Texte à lire ▸
La direction de l'antenne, qui a d'ores et déjà mis fin à Sing off d'Alexandre Devoise après les quatre numéros prévus, fait face à un début de mois d'octobre difficile malgré le débat Aubry-Hollande du 12 octobre qui a réalisé 22,2% de part d'audience. Du 3 au 9 octobre, la chaîne affiche une part d'audience de 13,6% et s'est même fait battre par Gulli le 4 octobre en tombant à 4,3 points en prime time pour Un Monde six jeunes de Bruce Toussaint.
«Les programmes rejaillissent sur l'info via les magazines quand il faut caser les amis du pouvoir [Cyril Viguier sur France 3], et que par voie de conséquence on raccourcit Envoyé spécial et Complément d'enquête, deux émissions programmées ensemble. Forcément, ça ne marche pas», estime Loïc de La Mornais.
Le président de la SDJ ajoute que les audiences déclinantes du 20 Heures (sous les 19% d'audience) s'explique aussi par le fait que ce JT commence avec une grille «à 10% d'audience qu'il faut ensuite remonter, alors que TF1 démarre son 20 Heures à 23%.» Enfin, «des efforts sont demandés à tous les niveaux car il faut réaliser les reportages de plus en plus vite et faire beaucoup plus de choses à budget constant». Outre les journaux télévisés et les magazines, s'ajoutent la tranche du 13h-15h le week-end, Un Œil sur la planète et des opérations événementielles comme le mariage de Kate et William en juillet dernier.

Exercices à faire ▸
A: D'après le texte sur les audiences de la chaîne, quelle part d'audience le débat Aubry-Hollande du 12 octobre a-t-il obtenue ?
B: Résumez en deux phrases le texte sur les audiences de la chaîne.
C: Poursuivez le texte sur les audiences de la chaîne à la suite de sa dernière phrase.
Vous n'aurez pas besoin du matériel pour répondre.

Données ▸
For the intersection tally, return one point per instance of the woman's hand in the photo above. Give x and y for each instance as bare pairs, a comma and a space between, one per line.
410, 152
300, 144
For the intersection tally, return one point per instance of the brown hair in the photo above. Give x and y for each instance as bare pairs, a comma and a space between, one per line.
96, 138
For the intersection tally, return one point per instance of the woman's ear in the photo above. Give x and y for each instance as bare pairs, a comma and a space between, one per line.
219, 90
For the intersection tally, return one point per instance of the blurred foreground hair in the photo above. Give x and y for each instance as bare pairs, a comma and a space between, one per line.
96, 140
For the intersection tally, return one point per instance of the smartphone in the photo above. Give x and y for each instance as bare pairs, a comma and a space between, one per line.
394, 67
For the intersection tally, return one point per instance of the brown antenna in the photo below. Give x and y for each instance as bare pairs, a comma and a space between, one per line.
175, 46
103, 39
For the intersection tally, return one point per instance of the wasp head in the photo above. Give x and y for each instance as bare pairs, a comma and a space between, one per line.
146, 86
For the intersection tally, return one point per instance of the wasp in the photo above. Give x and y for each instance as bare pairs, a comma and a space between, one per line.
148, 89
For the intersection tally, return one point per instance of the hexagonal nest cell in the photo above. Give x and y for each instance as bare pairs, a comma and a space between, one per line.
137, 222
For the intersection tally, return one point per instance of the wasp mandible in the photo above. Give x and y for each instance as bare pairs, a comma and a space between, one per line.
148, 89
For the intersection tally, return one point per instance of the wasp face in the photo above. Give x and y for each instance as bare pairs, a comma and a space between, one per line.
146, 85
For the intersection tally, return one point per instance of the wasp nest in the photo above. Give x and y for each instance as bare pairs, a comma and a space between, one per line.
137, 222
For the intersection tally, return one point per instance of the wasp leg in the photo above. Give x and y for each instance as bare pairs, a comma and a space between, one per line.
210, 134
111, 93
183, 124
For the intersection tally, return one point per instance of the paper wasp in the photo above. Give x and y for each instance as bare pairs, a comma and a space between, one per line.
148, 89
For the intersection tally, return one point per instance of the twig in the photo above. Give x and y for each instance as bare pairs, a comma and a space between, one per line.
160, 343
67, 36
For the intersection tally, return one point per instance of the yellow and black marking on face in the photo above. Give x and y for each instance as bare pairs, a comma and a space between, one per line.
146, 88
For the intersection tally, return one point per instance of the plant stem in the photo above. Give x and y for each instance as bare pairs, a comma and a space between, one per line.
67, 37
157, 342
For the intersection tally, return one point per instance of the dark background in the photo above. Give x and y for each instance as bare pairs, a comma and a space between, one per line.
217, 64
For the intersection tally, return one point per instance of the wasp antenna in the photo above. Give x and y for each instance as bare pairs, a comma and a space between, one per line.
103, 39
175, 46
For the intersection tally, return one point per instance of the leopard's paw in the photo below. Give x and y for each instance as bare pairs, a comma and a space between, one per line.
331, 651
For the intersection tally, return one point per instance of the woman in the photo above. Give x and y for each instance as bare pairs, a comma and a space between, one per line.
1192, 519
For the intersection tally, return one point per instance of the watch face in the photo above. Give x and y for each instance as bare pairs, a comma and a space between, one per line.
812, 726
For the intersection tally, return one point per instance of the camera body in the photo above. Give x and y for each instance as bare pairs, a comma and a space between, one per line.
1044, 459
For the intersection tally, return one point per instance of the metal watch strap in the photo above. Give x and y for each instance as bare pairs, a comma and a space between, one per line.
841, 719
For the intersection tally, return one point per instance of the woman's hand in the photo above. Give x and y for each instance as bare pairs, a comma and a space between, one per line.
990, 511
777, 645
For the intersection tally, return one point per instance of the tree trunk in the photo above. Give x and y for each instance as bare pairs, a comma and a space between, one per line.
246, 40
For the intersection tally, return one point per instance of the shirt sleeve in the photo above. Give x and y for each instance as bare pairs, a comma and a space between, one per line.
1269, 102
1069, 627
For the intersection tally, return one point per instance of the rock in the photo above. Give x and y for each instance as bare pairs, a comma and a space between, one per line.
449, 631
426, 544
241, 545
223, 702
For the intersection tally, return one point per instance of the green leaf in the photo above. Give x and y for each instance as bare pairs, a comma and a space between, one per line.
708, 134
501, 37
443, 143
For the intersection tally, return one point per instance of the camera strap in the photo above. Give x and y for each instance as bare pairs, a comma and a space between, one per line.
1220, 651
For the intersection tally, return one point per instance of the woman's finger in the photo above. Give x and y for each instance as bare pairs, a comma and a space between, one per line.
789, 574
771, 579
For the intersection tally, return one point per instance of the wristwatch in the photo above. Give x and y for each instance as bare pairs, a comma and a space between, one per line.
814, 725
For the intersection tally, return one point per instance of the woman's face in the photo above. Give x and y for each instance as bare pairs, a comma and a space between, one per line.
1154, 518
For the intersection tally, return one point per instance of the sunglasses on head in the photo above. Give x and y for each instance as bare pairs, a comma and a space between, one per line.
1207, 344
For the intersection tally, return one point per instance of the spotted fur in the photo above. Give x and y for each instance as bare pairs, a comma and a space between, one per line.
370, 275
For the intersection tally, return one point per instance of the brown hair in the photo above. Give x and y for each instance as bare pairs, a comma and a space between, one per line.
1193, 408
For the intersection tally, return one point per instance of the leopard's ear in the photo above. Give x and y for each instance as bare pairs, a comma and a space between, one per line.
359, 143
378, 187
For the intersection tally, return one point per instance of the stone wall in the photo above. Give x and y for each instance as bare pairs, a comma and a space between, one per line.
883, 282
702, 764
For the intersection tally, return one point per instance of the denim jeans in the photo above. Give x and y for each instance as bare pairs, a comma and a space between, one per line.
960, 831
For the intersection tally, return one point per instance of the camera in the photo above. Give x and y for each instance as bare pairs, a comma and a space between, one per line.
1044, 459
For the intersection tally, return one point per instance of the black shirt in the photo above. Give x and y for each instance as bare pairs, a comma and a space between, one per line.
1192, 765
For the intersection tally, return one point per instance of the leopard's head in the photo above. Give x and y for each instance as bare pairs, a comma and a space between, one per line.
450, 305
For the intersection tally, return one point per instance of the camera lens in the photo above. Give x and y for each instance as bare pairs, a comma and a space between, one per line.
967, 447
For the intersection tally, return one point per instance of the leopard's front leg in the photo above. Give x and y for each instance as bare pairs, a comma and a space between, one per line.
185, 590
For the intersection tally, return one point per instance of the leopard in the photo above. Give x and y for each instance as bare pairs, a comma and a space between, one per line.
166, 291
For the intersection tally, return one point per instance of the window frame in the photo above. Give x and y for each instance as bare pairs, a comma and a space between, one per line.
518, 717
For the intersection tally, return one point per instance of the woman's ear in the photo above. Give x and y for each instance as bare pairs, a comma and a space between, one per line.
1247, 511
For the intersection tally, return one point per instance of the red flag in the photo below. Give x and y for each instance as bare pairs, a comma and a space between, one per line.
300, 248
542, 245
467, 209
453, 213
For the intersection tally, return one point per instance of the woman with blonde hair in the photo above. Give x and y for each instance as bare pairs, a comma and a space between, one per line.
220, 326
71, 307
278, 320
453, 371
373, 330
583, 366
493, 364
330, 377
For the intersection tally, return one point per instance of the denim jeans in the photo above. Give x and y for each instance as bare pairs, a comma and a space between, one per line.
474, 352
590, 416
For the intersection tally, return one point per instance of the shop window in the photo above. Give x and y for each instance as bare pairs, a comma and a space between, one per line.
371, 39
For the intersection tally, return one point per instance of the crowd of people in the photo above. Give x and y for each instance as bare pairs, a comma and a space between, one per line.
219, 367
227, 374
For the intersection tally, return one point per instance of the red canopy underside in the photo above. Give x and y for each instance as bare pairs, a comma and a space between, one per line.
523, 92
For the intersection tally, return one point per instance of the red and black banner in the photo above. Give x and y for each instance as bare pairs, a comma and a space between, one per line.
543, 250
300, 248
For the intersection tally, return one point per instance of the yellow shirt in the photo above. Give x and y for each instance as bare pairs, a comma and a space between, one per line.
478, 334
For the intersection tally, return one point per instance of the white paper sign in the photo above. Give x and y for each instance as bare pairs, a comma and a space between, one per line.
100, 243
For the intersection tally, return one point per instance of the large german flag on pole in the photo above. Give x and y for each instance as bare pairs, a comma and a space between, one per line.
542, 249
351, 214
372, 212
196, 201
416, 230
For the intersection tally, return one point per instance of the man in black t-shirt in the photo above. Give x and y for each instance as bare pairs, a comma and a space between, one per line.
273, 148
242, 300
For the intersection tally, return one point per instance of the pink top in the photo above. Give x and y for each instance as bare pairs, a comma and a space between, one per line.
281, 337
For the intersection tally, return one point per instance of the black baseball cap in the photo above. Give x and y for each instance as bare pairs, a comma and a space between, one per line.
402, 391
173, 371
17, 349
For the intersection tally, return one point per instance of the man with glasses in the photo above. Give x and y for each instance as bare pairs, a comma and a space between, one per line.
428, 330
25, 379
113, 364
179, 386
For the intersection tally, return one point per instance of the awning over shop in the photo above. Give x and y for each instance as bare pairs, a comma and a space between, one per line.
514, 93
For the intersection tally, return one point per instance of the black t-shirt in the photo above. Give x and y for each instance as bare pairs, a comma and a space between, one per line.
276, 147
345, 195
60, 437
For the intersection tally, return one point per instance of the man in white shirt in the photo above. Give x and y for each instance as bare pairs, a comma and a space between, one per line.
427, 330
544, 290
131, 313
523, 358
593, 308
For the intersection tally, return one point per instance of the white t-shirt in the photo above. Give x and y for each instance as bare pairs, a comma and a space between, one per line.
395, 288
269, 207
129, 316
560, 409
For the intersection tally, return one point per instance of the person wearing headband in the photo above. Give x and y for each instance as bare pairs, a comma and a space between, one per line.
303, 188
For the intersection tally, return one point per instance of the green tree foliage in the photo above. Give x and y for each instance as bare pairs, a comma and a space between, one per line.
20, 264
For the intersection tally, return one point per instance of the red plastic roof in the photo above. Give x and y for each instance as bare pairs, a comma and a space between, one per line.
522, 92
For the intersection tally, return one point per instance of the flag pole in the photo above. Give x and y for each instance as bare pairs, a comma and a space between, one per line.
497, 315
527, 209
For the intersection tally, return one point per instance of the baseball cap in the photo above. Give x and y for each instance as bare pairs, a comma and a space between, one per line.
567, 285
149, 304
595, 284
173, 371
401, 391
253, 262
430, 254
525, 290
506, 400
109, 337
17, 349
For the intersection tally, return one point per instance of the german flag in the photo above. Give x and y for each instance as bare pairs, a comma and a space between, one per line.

Réponses attendues ▸
A: 22,2 % de part d'audience.

B: La chaîne connaît un début d'octobre difficile, avec 13,6 % de part d'audience du 3 au 9 octobre, et s'est même fait battre par Gulli le 4 octobre. Loïc de La Mornais, président de la SDJ, met en cause le raccourcissement d'Envoyé spécial et de Complément d'enquête, un 20 Heures qui démarre sur une grille à 10 % d'audience et des reportages à faire de plus en plus vite à budget constant.

C:
Liberté d'informer
Loïc de La Mornais souligne aussi que la rédaction est «énervée par la qualité et le niveau des responsables de France Télévisions, dont l'organigramme compte 420 directeurs et directeurs délégués».
En revanche, souligne-t-il, le président de France Télévisions Rémy Pflimlin (nommé à la tête de France Télévisions par le président de la République en août 2010) a raison d'assurer que la liberté des journalistes de la chaîne est totale. «Je n'ai jamais eu sous les yeux de menace claire sur l'indépendance de la rédaction, ni de censure», déclare-t-il. En précisant notamment que les journalistes n'ont pas subi de pression par exemple sur l'affaire Karachi, où le nom de Nicolas Sarkozy a été cité.